**PROBLEM DESCRIPTION**
In full and without alteration, print the entries that follow.

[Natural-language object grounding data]
___

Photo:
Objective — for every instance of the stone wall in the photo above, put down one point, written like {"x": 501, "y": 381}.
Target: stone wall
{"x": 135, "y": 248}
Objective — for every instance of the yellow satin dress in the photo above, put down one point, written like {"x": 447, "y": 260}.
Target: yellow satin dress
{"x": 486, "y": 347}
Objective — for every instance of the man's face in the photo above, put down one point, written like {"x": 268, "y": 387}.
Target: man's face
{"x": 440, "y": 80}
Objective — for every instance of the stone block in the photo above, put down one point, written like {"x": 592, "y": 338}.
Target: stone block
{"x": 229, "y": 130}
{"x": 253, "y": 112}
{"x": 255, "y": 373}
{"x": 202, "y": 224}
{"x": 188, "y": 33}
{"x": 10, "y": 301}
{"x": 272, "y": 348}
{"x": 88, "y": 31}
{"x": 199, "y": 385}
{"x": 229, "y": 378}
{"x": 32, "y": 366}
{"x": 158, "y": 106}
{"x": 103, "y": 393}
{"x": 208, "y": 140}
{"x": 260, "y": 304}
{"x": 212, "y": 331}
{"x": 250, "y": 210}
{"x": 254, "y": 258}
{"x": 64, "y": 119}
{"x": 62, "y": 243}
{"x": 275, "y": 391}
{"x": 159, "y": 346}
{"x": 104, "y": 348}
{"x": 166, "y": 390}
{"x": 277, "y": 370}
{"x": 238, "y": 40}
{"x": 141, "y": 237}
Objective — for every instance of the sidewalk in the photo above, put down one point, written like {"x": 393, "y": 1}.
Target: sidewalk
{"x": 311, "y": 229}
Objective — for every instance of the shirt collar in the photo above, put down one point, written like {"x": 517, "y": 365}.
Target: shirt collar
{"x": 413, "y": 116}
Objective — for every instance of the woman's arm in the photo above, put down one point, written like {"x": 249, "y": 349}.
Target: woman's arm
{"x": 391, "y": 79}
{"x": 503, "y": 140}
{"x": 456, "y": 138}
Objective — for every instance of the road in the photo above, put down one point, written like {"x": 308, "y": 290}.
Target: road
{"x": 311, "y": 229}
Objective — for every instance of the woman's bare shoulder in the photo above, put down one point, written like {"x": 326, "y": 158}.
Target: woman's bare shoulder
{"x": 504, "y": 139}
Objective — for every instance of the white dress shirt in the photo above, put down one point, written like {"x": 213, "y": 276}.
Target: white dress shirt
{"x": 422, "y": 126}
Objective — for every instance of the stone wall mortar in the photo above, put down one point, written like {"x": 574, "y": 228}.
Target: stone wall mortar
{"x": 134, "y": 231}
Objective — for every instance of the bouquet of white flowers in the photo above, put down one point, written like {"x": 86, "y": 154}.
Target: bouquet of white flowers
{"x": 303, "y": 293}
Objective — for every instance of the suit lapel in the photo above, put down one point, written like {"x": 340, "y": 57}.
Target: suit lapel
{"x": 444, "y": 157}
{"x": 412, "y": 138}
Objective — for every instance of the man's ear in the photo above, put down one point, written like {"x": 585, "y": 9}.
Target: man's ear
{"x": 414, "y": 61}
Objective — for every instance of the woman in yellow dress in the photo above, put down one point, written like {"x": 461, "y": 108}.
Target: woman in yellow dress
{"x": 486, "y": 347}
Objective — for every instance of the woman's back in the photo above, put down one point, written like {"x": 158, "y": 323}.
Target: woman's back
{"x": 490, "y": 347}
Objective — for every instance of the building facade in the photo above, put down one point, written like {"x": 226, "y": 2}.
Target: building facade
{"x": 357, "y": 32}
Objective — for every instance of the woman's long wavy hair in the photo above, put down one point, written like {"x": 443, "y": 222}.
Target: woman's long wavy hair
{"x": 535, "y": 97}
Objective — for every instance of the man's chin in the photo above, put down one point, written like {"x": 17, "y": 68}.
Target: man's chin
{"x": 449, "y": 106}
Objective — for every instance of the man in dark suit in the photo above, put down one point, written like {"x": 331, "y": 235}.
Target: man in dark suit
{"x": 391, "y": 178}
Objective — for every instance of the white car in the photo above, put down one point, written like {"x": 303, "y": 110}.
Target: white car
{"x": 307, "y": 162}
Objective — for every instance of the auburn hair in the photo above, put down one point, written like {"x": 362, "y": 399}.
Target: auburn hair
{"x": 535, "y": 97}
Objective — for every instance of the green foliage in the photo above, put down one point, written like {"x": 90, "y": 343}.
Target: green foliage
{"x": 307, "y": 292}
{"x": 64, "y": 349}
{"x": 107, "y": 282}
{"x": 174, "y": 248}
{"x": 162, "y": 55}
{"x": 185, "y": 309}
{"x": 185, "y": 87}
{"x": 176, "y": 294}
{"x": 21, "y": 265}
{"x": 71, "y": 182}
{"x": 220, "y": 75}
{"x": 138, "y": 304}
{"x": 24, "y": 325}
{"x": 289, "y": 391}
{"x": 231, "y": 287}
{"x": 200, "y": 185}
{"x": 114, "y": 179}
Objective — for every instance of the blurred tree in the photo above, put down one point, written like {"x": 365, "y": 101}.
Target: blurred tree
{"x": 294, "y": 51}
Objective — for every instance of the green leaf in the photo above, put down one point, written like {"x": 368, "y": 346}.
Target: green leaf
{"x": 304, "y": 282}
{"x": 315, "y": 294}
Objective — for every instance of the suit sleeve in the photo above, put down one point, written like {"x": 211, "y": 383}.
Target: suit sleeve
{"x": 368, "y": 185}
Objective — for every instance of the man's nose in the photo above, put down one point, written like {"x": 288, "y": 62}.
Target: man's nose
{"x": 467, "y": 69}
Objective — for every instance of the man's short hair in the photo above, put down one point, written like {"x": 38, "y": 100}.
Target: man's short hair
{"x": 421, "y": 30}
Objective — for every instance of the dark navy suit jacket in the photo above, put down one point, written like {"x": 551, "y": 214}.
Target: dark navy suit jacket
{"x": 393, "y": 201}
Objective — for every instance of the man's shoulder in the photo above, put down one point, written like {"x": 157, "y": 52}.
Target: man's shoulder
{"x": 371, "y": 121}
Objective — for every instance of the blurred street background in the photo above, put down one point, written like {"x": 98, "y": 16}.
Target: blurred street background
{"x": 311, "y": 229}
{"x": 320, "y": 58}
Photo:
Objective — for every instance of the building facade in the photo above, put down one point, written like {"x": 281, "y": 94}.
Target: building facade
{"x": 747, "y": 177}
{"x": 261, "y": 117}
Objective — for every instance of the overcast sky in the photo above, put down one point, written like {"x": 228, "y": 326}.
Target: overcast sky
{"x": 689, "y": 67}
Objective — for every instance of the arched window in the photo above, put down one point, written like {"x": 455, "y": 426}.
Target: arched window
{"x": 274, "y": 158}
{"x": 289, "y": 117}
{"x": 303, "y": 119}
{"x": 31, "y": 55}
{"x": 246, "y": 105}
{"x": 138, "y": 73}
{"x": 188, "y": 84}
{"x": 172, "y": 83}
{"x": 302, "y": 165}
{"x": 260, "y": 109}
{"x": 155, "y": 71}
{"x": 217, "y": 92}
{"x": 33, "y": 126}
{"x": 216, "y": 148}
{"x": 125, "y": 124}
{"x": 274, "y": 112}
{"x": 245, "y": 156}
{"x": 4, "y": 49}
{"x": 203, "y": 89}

___

**ANSWER SECTION**
Photo:
Objective — for every instance of the stone wall in the photo above, put down one point, written like {"x": 501, "y": 381}.
Target: stone wall
{"x": 135, "y": 248}
Objective — for every instance of the yellow satin dress in the photo above, put down one point, written like {"x": 447, "y": 260}.
Target: yellow satin dress
{"x": 486, "y": 347}
Objective — for every instance of the man's face in the photo above, put down one point, written like {"x": 268, "y": 387}.
Target: man's face
{"x": 440, "y": 80}
Objective — for every instance of the stone block in the photo above, put down one point, written like {"x": 592, "y": 338}.
Target: stone block
{"x": 229, "y": 130}
{"x": 253, "y": 112}
{"x": 255, "y": 373}
{"x": 202, "y": 224}
{"x": 188, "y": 33}
{"x": 10, "y": 301}
{"x": 272, "y": 348}
{"x": 88, "y": 31}
{"x": 199, "y": 385}
{"x": 229, "y": 378}
{"x": 32, "y": 366}
{"x": 158, "y": 106}
{"x": 103, "y": 393}
{"x": 208, "y": 140}
{"x": 260, "y": 304}
{"x": 212, "y": 331}
{"x": 250, "y": 210}
{"x": 254, "y": 258}
{"x": 64, "y": 119}
{"x": 62, "y": 243}
{"x": 275, "y": 391}
{"x": 159, "y": 346}
{"x": 104, "y": 348}
{"x": 166, "y": 390}
{"x": 277, "y": 370}
{"x": 238, "y": 40}
{"x": 141, "y": 237}
Objective — for every instance of the sidewalk in the photo above, put down one point, written like {"x": 393, "y": 1}.
Target: sidewalk
{"x": 311, "y": 229}
Objective — for every instance of the shirt collar in the photo above, put down one point, written like {"x": 517, "y": 365}.
Target: shirt collar
{"x": 413, "y": 116}
Objective — for every instance of the woman's arm in the photo above, put down one point, written like {"x": 249, "y": 349}.
Target: woman's arm
{"x": 391, "y": 79}
{"x": 503, "y": 140}
{"x": 456, "y": 138}
Objective — for every instance of the road in the photo above, put down one point, written like {"x": 308, "y": 290}.
Target: road
{"x": 311, "y": 229}
Objective — for every instance of the woman's bare shoulder in the photo above, put down one point, written like {"x": 326, "y": 158}.
Target: woman's bare shoulder
{"x": 504, "y": 139}
Objective — for every instance of the white dress shirt in the photo above, put down one point, written like {"x": 213, "y": 276}.
Target: white dress shirt
{"x": 422, "y": 126}
Objective — for every instance of the stone wall mortar in the photo above, put down one point, written like {"x": 574, "y": 228}.
Target: stone wall mortar
{"x": 134, "y": 231}
Objective — for every instance of the bouquet of white flowers in the photo above, put down one point, written like {"x": 86, "y": 154}.
Target: bouquet of white flowers
{"x": 303, "y": 293}
Objective — for every instance of the suit lapel in the photo above, put down one point, written like {"x": 340, "y": 57}.
Target: suit lapel
{"x": 444, "y": 157}
{"x": 412, "y": 138}
Objective — for every instance of the man's ear in the photo above, put down one point, written like {"x": 585, "y": 9}.
Target: man's ear
{"x": 414, "y": 61}
Objective — for every instance of the woman in yellow dress in the photo above, put down one point, written like {"x": 461, "y": 108}.
Target: woman in yellow dress
{"x": 486, "y": 347}
Objective — for every instance of the woman's back in the photo above, put down one point, written like {"x": 158, "y": 323}.
Target: woman's back
{"x": 490, "y": 347}
Objective — for every instance of the building facade in the photo above, put down one point, written like {"x": 226, "y": 2}.
Target: building facade
{"x": 357, "y": 32}
Objective — for every instance of the woman's long wavy hair in the photo above, put down one point, written like {"x": 443, "y": 222}.
Target: woman's long wavy hair
{"x": 535, "y": 97}
Objective — for every instance of the man's chin in the photo above, put down one point, written like {"x": 17, "y": 68}.
Target: man's chin
{"x": 449, "y": 106}
Objective — for every instance of the man in dark suit in the photo above, put down one point, written like {"x": 331, "y": 235}.
Target: man in dark suit
{"x": 391, "y": 178}
Objective — for every instance of the white car in the photo above, put down one point, written like {"x": 303, "y": 110}.
Target: white car
{"x": 307, "y": 162}
Objective — for every instance of the auburn hair in the photo above, put down one point, written like {"x": 362, "y": 399}.
Target: auburn hair
{"x": 535, "y": 97}
Objective — for every instance of the green foliage in the photo above, put down one point, written like {"x": 90, "y": 343}.
Target: green foliage
{"x": 307, "y": 292}
{"x": 64, "y": 349}
{"x": 107, "y": 282}
{"x": 174, "y": 248}
{"x": 162, "y": 55}
{"x": 185, "y": 309}
{"x": 185, "y": 87}
{"x": 176, "y": 294}
{"x": 21, "y": 265}
{"x": 71, "y": 182}
{"x": 220, "y": 75}
{"x": 138, "y": 304}
{"x": 24, "y": 325}
{"x": 289, "y": 391}
{"x": 231, "y": 287}
{"x": 200, "y": 185}
{"x": 114, "y": 179}
Objective — for every instance of the blurred tree in the photo above, put down one point, written like {"x": 365, "y": 101}.
Target: blurred tree
{"x": 294, "y": 51}
Objective — for every instance of the green leaf in the photo above, put down one point, written like {"x": 368, "y": 346}.
Target: green leaf
{"x": 304, "y": 282}
{"x": 315, "y": 294}
Objective — for every instance of the suit sleeve in the photo above, put down one point, written like {"x": 211, "y": 383}.
Target: suit sleeve
{"x": 368, "y": 185}
Objective — for every instance of the man's nose in the photo above, put down one point, written like {"x": 288, "y": 62}.
Target: man's nose
{"x": 467, "y": 69}
Objective — for every instance of the man's short hair in the photo above, put down one point, written like {"x": 38, "y": 100}.
Target: man's short hair
{"x": 421, "y": 30}
Objective — for every instance of the dark navy suit jacket in the photo above, put down one point, written like {"x": 551, "y": 214}.
Target: dark navy suit jacket
{"x": 393, "y": 201}
Objective — for every instance of the man's shoulder in the photo above, put down one point, written like {"x": 157, "y": 52}.
Target: man's shoulder
{"x": 371, "y": 121}
Objective — for every instance of the blurred street background in the photo above, put down one point, written like {"x": 98, "y": 16}.
Target: blurred street background
{"x": 311, "y": 229}
{"x": 320, "y": 58}
Photo:
Objective — for every instance of the building facade in the photo above, put down one point, written like {"x": 281, "y": 94}.
Target: building facade
{"x": 747, "y": 177}
{"x": 261, "y": 117}
Objective — for every instance of the overcast sky in the photo above, put down one point, written like {"x": 228, "y": 326}.
Target: overcast sky
{"x": 689, "y": 67}
Objective — for every instance of the arched window in the photo above, put down one point, written like {"x": 455, "y": 426}.
Target: arched window
{"x": 274, "y": 158}
{"x": 289, "y": 117}
{"x": 303, "y": 119}
{"x": 31, "y": 55}
{"x": 246, "y": 105}
{"x": 138, "y": 73}
{"x": 188, "y": 84}
{"x": 172, "y": 83}
{"x": 302, "y": 165}
{"x": 260, "y": 109}
{"x": 155, "y": 71}
{"x": 217, "y": 92}
{"x": 33, "y": 126}
{"x": 216, "y": 148}
{"x": 125, "y": 124}
{"x": 274, "y": 112}
{"x": 245, "y": 156}
{"x": 4, "y": 49}
{"x": 203, "y": 89}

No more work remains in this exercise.